**Record extracts:**
################

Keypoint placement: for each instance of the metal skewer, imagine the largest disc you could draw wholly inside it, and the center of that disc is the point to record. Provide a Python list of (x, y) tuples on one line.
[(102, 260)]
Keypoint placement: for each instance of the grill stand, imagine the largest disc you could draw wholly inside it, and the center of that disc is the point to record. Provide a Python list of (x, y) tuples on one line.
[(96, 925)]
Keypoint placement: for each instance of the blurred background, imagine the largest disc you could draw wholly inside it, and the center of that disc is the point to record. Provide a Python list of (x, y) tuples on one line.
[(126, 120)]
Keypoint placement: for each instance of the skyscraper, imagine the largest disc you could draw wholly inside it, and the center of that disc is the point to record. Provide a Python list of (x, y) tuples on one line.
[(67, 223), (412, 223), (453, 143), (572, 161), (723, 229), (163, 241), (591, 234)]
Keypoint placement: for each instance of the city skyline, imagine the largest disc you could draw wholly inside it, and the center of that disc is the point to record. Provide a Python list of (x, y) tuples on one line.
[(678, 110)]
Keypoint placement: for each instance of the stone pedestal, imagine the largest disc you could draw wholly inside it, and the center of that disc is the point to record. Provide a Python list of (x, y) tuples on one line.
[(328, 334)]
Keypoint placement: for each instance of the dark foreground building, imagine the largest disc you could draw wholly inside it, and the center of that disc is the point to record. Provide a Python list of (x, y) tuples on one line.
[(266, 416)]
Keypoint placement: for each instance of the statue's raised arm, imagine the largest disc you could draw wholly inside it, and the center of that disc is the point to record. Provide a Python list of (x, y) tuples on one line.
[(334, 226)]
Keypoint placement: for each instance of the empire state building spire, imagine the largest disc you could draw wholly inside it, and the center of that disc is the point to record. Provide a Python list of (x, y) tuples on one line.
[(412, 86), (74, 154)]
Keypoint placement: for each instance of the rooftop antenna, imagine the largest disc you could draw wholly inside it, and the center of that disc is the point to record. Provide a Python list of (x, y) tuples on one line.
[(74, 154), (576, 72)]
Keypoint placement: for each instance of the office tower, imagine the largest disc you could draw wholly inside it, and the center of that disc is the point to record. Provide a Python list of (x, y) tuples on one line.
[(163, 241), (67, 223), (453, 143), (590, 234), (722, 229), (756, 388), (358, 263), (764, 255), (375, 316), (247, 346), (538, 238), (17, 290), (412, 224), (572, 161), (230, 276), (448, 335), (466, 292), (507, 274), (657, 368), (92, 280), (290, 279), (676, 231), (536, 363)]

################

**Your objective:** The expected response is the full set of records, reproduced exactly.

**Solution for this problem:**
Keypoint placement: for each instance of the metal skewer, imagine the largest disc you could draw wholly inside it, and the center of that disc is the point to record. Provide a Python list of (x, y) tuples on one line.
[(102, 260)]
Keypoint placement: for each instance of the grill stand, imagine the largest disc you could draw wholly inside it, and the center of that disc is the point to record. Provide a Python list of (x, y) tuples on one line.
[(96, 925)]
Keypoint placement: for each instance of the blurred background, imagine the largest disc you could draw wholly inside it, and the center of that disc is the point to record. Provide a Python list of (x, y) tuples on one line.
[(126, 120)]
Keypoint placement: for each instance of the skyscraper, imagine the largest disc you could draw wholly inside it, and the center of that disc is the point to record. Provide a Python list of (x, y) tuples on one line.
[(67, 223), (412, 223), (453, 143), (572, 161), (723, 229), (163, 241), (591, 234)]
Keypoint placement: for each instance of the city skyline, imagine the largest disc you could draw wholly inside it, and the center of that disc is the point to record. Provide a Python list of (x, y) tuples on one line.
[(678, 110)]
Keypoint placement: for each instance of the stone pedestal, imagine the largest disc you could draw wholly inside it, and the center of that disc is the point to record. Provide a Python list of (x, y) tuples on one line.
[(328, 334)]
Keypoint placement: for each instance of the dark foreground building, imagine the largest disc you could draw wholly inside it, and the center of that disc is the point to record. Provide a Python list of (x, y) tuples on one line.
[(266, 416)]
Keypoint placement: for each instance of the statue's raised arm, imagine the largest disc you could draw wholly inside it, and the center of that disc is the point to record. Provide a Python list of (x, y) tuples on one line.
[(334, 226)]
Keypoint placement: for each instance of the empire state building spire, imagine the largest disc you could draw wholly inside it, and the center of that disc is the point to record. Provide a Python list of (x, y) tuples on one line.
[(412, 86), (74, 154)]
Keypoint placement: for each instance of the rooftop antenna, imagine the largest disc you could draw wholly inside it, and the center of that disc is the point to record. Provide a Python list of (x, y) tuples on one line.
[(74, 154), (576, 72)]
Keypoint placement: for each instance of the office tower, imagine the largest disc you could draw wholly inside it, and the center of that disc is the point to record. Provide a Python list of (x, y) tuples on one line.
[(163, 241), (67, 223), (453, 143), (590, 234), (722, 229), (756, 388), (358, 263), (764, 255), (375, 316), (247, 346), (538, 238), (17, 290), (412, 224), (572, 161), (230, 276), (448, 335), (466, 292), (507, 274), (657, 368), (92, 280), (290, 279), (676, 231), (536, 363)]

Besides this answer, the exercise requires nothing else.